EXTRAIT DE PAGE:
▼
RDC : les taxes sur les services mobiles freinent l’inclusion numérique
mercredi 25 juin 2025
Dans un paysage numérique en mutation, les choix politiques et économiques façonnent en profondeur l’accès aux services numériques. Le niveau et la nature des taxes déterminent combien les utilisateurs paient pour appeler, se connecter à Internet ou effectuer des transactions mobiles.
La République démocratique du Congo (RDC) impose à ses services mobiles une fiscalité sectorielle lourde, répercutée sur le prix des services de voix, de data et de mobile money. Selon le rapport « Mobile Sector Taxation : Comparative Fiscal Burden in DRC » de l’Association mondiale des opérateurs de téléphonie (GSMA) publié en juin 2025, cette pression fiscale limite l’accès aux services numériques, freine l’inclusion financière et nuit à la transformation digitale du pays.
Le document recense plusieurs prélèvements spécifiques. Les revenus issus de la vente de services mobiles sont soumis à la taxe sur la valeur ajoutée (TVA) à 16 %, à laquelle s’ajoute un droit d’accise de 10 %. Sont également imposées une contribution de 2 % au fonds de service universel, prélevée sur le chiffre d’affaires, ainsi qu’une redevance RAM de 3,6 %, destinée à financer la connectivité Internet dans les établissements universitaires. Bien que la taxe dédiée au mobile money ait été levée, ces opérations restent soumises à la TVA et au droit d’accise, ce qui en augmente le coût.
Répercussions sur l’accès aux services
L’addition de ces taxes alourdit le prix final pour les utilisateurs, en particulier ceux dont les revenus sont les plus bas. Cette situation affecte notamment les populations rurales, les jeunes et les femmes, pour qui les services mobiles représentent un levier essentiel d’accès à l’information, à l’éducation et aux services financiers. La GSMA souligne que cette pression fiscale limite la diffusion des outils numériques auprès des groupes les plus exposés à l’exclusion.
▲
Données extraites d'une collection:
▼
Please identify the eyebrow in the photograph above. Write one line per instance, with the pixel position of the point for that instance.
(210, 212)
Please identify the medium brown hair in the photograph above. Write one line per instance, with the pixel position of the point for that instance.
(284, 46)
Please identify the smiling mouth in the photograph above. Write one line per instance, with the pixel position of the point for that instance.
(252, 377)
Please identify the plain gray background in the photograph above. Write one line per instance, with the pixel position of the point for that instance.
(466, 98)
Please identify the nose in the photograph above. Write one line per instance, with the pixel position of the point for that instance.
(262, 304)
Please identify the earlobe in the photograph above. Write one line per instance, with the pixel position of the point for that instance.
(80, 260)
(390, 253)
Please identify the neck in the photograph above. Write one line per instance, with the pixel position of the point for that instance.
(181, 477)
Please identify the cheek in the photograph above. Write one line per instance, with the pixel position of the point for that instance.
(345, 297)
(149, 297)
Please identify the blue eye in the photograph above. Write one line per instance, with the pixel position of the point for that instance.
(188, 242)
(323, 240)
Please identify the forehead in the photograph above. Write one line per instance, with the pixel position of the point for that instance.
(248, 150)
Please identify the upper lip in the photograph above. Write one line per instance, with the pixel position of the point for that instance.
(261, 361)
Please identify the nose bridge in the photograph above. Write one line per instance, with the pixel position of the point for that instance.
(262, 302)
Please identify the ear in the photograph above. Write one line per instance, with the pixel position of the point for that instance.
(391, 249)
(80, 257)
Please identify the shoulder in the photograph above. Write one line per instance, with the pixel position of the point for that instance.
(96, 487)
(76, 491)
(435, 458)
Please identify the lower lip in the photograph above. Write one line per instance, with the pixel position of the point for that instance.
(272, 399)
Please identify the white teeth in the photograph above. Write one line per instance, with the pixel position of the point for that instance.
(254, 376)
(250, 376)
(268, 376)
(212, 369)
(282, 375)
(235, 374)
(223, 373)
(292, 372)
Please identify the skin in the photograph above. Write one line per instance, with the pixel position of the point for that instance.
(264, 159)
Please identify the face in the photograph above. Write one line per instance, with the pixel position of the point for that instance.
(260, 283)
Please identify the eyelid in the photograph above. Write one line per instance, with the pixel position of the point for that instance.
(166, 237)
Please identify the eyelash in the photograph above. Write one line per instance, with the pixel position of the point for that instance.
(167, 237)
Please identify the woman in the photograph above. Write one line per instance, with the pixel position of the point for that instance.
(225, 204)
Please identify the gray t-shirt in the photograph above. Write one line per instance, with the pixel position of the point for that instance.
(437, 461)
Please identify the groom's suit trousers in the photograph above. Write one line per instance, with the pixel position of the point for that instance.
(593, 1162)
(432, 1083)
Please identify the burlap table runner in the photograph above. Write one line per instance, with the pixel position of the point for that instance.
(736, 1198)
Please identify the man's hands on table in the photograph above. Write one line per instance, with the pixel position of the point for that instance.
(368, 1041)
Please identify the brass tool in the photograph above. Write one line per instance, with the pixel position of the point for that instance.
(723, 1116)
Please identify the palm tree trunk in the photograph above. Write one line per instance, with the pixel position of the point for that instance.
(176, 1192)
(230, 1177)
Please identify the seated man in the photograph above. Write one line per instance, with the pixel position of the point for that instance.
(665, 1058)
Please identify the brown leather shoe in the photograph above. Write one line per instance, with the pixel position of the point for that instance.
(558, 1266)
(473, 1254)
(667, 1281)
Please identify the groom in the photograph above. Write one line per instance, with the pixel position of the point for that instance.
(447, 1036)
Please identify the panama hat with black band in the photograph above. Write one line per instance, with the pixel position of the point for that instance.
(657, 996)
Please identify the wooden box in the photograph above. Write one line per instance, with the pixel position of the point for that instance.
▲
CONSIGNE: D'après l'extrait de page, à quoi sert la redevance RAM de 3,6 % ?

SOLUTION RÉDIGÉE: Elle est destinée à financer la connectivité Internet dans les établissements universitaires.